GIVEN EXERCISE:
Arrange everything from the first of the lines below down to the line containing "221,313 -> 319,362", both included, as a Markdown table with the columns Row and Line. Omit blank lines, and leave the pictures out of the answer.

───── RECORDS SHOWN

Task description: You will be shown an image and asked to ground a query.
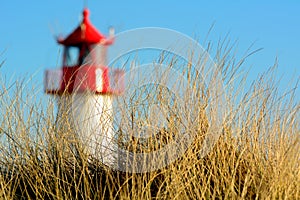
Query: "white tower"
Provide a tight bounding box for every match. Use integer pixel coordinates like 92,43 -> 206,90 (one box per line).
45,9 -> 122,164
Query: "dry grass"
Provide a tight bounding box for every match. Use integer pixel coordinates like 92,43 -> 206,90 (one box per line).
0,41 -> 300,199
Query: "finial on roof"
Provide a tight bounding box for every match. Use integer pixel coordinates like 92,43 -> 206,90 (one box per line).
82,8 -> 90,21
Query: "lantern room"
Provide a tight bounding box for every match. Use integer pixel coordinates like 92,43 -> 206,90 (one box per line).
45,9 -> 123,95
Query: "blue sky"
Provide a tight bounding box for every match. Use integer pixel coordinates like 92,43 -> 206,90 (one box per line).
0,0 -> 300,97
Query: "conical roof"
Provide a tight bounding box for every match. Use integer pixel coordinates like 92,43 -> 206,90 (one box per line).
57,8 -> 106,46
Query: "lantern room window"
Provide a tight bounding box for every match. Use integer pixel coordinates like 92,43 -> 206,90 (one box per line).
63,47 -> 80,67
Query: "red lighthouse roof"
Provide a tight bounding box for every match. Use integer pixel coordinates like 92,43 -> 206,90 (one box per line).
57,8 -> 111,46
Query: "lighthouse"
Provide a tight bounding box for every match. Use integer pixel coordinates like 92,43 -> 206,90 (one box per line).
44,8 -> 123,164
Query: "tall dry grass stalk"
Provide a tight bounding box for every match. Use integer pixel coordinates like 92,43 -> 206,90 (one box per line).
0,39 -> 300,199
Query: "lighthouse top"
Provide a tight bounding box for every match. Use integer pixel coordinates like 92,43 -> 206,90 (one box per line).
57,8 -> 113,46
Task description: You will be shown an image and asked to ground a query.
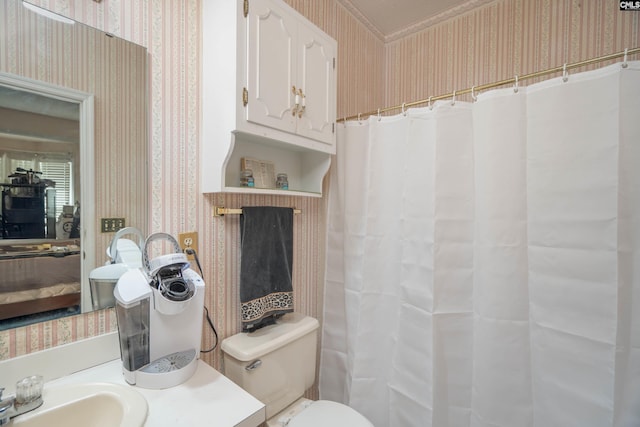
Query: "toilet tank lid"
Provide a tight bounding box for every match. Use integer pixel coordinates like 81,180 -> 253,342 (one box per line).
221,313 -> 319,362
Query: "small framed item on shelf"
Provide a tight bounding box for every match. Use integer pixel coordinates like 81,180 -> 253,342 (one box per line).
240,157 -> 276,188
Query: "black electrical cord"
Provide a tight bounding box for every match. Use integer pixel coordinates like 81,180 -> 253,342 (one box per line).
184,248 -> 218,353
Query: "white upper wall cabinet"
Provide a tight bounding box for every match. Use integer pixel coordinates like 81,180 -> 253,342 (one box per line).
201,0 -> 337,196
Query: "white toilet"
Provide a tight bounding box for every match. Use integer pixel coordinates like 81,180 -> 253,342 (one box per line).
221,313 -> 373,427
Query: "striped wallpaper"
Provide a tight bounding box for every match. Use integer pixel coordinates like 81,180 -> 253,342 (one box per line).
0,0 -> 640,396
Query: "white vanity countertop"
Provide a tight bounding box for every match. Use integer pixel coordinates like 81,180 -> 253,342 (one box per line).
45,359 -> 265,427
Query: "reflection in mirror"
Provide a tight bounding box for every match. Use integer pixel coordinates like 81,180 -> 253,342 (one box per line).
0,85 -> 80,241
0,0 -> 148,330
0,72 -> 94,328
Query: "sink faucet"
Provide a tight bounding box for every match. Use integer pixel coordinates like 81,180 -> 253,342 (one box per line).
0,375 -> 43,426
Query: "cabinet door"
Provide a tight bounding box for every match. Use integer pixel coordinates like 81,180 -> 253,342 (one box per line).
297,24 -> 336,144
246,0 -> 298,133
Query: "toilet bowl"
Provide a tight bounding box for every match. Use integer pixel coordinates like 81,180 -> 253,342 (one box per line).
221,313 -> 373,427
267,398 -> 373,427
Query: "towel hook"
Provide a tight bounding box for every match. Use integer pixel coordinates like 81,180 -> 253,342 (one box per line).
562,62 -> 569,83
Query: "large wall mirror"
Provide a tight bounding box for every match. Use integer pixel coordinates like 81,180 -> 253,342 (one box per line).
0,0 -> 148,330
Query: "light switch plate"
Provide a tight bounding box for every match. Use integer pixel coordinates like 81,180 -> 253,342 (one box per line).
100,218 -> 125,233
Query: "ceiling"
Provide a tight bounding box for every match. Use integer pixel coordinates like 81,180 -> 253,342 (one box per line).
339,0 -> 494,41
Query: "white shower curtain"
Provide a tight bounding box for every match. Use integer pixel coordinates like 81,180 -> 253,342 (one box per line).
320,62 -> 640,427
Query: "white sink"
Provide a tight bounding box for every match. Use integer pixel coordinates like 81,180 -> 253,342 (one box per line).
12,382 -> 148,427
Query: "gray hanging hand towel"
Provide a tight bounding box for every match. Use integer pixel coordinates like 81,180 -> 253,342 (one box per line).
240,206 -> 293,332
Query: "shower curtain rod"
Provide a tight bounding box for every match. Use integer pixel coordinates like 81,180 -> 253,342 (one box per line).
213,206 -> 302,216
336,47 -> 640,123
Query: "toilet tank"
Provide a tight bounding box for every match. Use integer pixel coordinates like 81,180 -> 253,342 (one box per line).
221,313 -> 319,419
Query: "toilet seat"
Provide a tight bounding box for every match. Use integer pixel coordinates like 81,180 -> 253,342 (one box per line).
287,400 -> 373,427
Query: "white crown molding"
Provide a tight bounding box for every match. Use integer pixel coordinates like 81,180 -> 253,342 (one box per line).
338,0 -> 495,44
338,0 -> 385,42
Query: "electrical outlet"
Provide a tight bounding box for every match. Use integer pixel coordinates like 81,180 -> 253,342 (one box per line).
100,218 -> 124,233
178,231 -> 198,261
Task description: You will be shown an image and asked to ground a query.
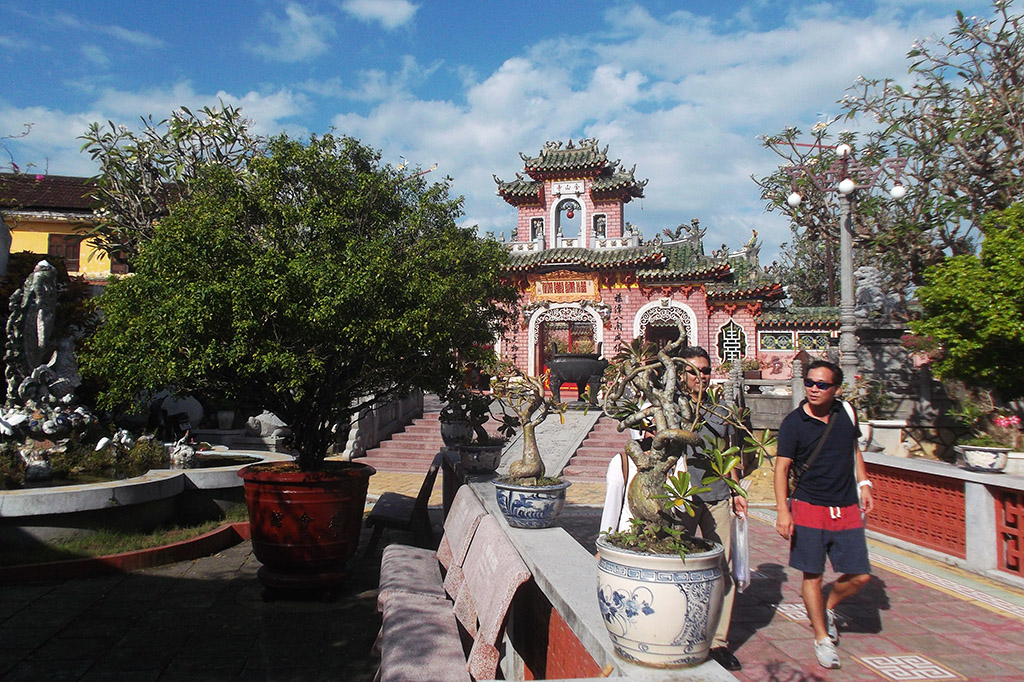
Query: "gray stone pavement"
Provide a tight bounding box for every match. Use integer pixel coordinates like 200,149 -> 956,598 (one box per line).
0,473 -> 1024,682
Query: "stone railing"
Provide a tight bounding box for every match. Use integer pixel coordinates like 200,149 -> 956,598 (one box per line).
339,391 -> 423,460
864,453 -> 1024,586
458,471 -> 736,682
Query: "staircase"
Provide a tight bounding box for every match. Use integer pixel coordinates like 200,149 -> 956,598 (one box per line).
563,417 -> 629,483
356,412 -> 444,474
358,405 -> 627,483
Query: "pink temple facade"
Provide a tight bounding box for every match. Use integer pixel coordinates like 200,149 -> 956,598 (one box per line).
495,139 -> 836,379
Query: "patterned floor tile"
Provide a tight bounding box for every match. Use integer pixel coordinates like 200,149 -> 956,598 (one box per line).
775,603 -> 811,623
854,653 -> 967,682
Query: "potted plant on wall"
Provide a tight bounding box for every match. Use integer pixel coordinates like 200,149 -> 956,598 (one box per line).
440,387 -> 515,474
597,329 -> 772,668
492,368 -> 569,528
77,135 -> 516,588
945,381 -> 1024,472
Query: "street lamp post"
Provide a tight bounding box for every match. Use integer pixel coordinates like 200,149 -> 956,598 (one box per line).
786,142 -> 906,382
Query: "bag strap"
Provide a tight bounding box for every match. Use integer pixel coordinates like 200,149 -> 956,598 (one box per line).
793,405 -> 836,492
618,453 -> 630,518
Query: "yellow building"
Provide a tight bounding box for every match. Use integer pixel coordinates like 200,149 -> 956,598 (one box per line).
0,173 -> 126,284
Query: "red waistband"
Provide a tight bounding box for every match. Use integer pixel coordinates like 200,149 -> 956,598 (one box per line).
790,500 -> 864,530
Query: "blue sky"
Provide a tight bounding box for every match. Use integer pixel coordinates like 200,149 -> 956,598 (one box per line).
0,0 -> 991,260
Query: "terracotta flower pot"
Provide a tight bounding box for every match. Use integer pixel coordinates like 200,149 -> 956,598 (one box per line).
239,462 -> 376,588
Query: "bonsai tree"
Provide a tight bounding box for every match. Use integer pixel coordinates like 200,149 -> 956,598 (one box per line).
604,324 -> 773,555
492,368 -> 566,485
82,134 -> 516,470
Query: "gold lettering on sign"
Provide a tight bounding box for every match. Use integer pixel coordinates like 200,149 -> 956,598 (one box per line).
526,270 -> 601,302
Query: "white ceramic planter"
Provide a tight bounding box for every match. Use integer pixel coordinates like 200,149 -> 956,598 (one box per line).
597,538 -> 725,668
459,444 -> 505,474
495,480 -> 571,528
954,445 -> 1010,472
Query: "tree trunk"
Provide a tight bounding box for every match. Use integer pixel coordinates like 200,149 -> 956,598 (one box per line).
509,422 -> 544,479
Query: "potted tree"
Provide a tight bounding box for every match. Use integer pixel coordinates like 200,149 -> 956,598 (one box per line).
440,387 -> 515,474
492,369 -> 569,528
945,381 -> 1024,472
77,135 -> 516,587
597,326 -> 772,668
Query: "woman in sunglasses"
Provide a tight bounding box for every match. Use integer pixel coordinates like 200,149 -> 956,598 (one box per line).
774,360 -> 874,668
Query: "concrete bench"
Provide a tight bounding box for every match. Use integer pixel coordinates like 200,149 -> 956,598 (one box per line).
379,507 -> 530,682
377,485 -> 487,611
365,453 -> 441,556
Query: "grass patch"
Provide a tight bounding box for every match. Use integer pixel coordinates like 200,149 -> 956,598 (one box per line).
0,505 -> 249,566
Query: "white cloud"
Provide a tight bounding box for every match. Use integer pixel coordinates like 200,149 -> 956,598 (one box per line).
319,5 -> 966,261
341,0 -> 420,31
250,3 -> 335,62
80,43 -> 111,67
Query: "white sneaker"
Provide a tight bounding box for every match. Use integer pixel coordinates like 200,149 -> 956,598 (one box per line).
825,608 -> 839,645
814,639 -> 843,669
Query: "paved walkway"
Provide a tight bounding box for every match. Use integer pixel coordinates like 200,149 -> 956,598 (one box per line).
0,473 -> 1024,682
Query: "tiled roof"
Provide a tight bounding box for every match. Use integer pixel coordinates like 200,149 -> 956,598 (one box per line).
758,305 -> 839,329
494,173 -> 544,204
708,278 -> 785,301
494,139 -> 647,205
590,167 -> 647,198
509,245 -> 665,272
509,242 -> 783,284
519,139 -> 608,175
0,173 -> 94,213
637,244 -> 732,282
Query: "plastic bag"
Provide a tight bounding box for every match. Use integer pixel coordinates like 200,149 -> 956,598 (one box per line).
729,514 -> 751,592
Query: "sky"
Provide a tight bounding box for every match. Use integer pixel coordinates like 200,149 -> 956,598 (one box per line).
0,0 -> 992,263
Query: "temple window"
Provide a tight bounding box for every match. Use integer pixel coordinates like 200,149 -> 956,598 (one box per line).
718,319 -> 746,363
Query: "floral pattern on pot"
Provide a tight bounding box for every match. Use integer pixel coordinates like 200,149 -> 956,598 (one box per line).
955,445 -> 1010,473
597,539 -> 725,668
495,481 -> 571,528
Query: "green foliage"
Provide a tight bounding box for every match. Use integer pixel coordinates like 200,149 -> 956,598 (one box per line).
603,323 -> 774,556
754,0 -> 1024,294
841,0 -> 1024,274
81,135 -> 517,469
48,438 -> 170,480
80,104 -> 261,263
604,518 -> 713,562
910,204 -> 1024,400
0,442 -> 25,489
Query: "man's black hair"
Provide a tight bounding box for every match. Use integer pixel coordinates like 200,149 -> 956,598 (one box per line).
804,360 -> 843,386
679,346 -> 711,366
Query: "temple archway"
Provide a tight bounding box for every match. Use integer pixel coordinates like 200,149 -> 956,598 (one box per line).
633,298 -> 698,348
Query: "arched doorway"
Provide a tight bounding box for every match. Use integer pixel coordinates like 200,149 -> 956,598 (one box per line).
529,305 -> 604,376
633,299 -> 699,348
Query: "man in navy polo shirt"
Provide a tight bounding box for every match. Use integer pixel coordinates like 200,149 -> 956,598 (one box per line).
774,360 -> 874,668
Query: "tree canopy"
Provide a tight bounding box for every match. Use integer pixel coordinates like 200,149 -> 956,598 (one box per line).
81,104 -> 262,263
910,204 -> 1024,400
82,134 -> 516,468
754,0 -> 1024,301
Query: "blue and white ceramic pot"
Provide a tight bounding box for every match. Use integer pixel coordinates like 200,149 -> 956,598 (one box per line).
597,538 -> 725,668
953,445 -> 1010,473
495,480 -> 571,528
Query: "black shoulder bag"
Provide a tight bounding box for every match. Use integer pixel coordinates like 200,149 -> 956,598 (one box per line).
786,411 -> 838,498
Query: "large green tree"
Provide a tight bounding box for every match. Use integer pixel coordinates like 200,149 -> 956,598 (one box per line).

──────────

ANSWER FOR THIS EXERCISE:
| Row | Line |
|---|---|
| 1 | Task description: You will be shown an image and asked to ground a query. |
| 2 | Query: "white tower" |
| 3 | Provide a tight bounding box for every match. Use integer pixel coordinates like 92,43 -> 206,90 (one box per line). |
| 4 | 45,9 -> 122,164 |
| 5 | Query: "dry grass" |
| 6 | Provide a tight bounding box for every match. Use integer pixel coordinates like 92,43 -> 206,90 (one box per line). |
| 7 | 0,41 -> 300,199 |
| 8 | Query: "finial on roof" |
| 9 | Provide a tight bounding box for every match. Use integer pixel coordinates like 92,43 -> 206,90 (one box per line). |
| 10 | 82,8 -> 90,21 |
| 11 | Query: "lantern room" |
| 12 | Provide a tight bounding box for every match. Use integer pixel coordinates like 92,43 -> 206,90 (one box per line). |
| 13 | 45,9 -> 123,95 |
| 14 | Query: "blue sky" |
| 15 | Provide a tight bounding box for every match. Use integer pixel coordinates like 92,43 -> 206,90 (one box per line). |
| 16 | 0,0 -> 300,97 |
| 17 | Query: "conical roof" |
| 18 | Provide a tight bounding box for every match. Use integer pixel coordinates like 92,43 -> 206,90 (one box per line). |
| 19 | 57,8 -> 106,46 |
| 20 | Query: "lantern room window" |
| 21 | Provide a tight bounding box for every match. Use integer pixel coordinates like 92,43 -> 206,90 (one box per line). |
| 22 | 63,47 -> 80,67 |
| 23 | Query: "red lighthouse roof" |
| 24 | Provide a tight bounding box for every match. Use integer pixel coordinates like 92,43 -> 206,90 (one box per line). |
| 25 | 57,8 -> 111,46 |
| 26 | Query: "lighthouse" |
| 27 | Provide a tight bounding box for every match. Use integer pixel coordinates like 92,43 -> 206,90 (one box per line). |
| 28 | 44,8 -> 123,164 |
| 29 | Query: "tall dry grass stalk" |
| 30 | Provide a tight bounding box for every match. Use integer pixel coordinates like 92,43 -> 206,90 (one box per line). |
| 31 | 0,39 -> 300,199 |
| 32 | Query: "lighthouse top" |
| 33 | Provide a tight bounding box for every match. Use integer pixel coordinates like 92,43 -> 206,90 (one box per line). |
| 34 | 57,8 -> 113,46 |
| 35 | Task description: You will be shown an image and asked to ground a query. |
| 36 | Query: "toilet tank lid" |
| 37 | Provide a tight bounding box for every match. Use integer pixel coordinates like 81,180 -> 253,342 (one box per line). |
| 38 | 221,313 -> 319,362 |